Problem description
Pick up the note text where it stops and write what comes next.

:: Page text ::

4.         SUITS FOR ENFORCEMENT AND REMEDIES. If any one or more Events of Default shall occur, the Noteholder may proceed to (i) protect and enforce Noteholder’s rights either by suit in equity or by action at law, or both, whether for the specific performance of any covenant, condition or agreement contained in this Note or in any agreement or document referred to herein or in aid of the exercise of any power granted in this Note or in any agreement or document referred to herein, (ii) enforce the payment of this Note, or (iii) enforce any other legal or equitable right of the Noteholder. No right or remedy herein or in any other agreement or instrument conferred upon the Noteholder is intended to be exclusive of any other right or remedy, and each and every such right or remedy shall be cumulative and shall be in addition to every other right and remedy given hereunder or now or hereafter existing at law or in equity or by statute or otherwise.

 

5.       REPRESENTATIONS AND WARRANTIES OF THE COMPANY. The Company covenants and agrees that for so long as any portion of the indebtedness evidenced by this Note, whether principal, accrued and unpaid interest or any other amount at any time due hereunder, remains unpaid, the Company will:

 

(a)         Do or cause to be done all things necessary to preserve and keep in full force and effect its corporate existence, rights and franchises and to comply in all material respects with all laws, regulations and orders of each governmental authority having jurisdiction over the Company;

 

(c)         Promptly following the occurrence of an Event of Default furnish to the Noteholder a written statement of the Company’s President or Chief Financial Officer setting forth the details of such Event of Default and the action which the Company proposes to take with respect thereto;

 

(d)         At all times maintain true and complete records and books of account in which all of the financial transactions of the Company are duly recorded in conformance with U.S. generally accepted accounting principles;

 

(e)         Maintain the registration of the Company’s Common Stock under Section 12(g) of the Securities Exchange Act of 1934 (the “Exchange Act”), and to timely file (or obtain extensions in respect thereof and file within the applicable grace period) all reports and other filings required to be filed by the Company after the date hereof pursuant to the Exchange Act.

:::
:: Raw records ::

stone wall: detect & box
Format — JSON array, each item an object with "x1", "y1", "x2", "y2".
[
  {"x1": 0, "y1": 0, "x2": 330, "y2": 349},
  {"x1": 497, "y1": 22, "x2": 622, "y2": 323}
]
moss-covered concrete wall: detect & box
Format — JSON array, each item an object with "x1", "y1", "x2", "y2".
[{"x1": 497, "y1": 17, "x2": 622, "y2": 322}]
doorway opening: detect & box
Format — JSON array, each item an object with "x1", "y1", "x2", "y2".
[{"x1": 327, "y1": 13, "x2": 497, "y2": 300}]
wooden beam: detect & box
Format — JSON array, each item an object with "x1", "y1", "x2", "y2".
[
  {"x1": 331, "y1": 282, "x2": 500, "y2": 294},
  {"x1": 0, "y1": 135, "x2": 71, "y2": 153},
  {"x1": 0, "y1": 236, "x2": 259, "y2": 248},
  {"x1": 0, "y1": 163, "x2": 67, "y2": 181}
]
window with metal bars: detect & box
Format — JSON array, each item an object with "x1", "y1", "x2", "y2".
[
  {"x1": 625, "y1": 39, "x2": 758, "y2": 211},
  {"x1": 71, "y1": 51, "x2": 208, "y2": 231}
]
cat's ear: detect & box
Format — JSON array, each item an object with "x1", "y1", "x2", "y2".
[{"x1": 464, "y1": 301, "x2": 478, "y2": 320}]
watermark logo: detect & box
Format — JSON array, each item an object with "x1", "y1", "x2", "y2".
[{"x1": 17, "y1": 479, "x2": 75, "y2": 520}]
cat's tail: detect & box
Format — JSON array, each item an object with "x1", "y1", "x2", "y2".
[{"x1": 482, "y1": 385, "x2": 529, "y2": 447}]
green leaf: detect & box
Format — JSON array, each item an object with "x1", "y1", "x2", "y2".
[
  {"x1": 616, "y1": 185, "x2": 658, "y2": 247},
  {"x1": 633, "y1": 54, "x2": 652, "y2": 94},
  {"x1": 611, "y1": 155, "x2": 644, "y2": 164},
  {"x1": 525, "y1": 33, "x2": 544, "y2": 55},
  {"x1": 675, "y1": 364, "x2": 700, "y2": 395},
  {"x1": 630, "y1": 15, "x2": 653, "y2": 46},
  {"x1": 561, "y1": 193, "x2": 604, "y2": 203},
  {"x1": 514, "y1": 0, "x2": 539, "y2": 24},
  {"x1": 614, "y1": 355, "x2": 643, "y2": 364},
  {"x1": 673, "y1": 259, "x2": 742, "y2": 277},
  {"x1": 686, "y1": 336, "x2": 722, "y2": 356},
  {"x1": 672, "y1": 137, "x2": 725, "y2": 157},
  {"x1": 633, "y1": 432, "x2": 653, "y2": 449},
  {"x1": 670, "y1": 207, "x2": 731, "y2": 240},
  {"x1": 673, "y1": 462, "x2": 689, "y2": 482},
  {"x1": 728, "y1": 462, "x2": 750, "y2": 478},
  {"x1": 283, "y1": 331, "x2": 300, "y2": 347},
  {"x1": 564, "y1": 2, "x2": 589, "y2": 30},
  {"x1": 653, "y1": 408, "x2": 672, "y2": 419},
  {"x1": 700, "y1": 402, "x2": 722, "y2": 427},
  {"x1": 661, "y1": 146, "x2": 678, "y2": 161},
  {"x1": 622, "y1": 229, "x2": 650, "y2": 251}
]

:::

Answer to this problem
 

 

	initials	 	5

 

 

 

(f)         In the event the Company should issue the Noteholder Interest Shares, for as long as the Noteholder owns any Interest Shares, the Company will take such further action as any holder of Interest Shares may reasonably request, to the extent required from time to time to enable such holder to sell such Interest Shares without registration under the Act, including without limitation, within the requirements of the exemption provided by Rule 144.

 

6.         RESTRICTIONS ON IDUCEMENT SHARES. The Inducement Shares may not be offered, sold or otherwise transferred unless (i) they first shall have been registered under the Act and applicable state securities laws or (ii) the Company shall have been furnished with an opinion of legal counsel (in form, substance and scope reasonably acceptable to the Company) to the effect that such sale or transfer is exempt from the registration requirements of the Act. Each certificate for Interest Shares that have not been so registered and that has not been sold pursuant to an exemption that permits removal of the applicable legend, shall bear a legend substantially in the following form, as appropriate:

 

“THE SECURITIES REPRESENTED HEREBY HAVE NOT BEEN REGISTERED UNDER THE SECURITIES ACT OF 1933 (THE "ACT"). THE SECURITIES REPRESENTED HEREBY MAY NOT BE OFFERED, SOLD OR OTHERWISE TRANSFERRED UNLESS THEY ARE REGISTERED UNDER THE ACT AND APPLICABLE STATE SECURITIES LAWS, OR SUCH OFFERS, SALES AND TRANSFERS ARE MADE PURSUANT TO AN AVAILABLE EXEMPTION FROM THE REGISTRATION REQUIREMENTS OF THOSE LAWS”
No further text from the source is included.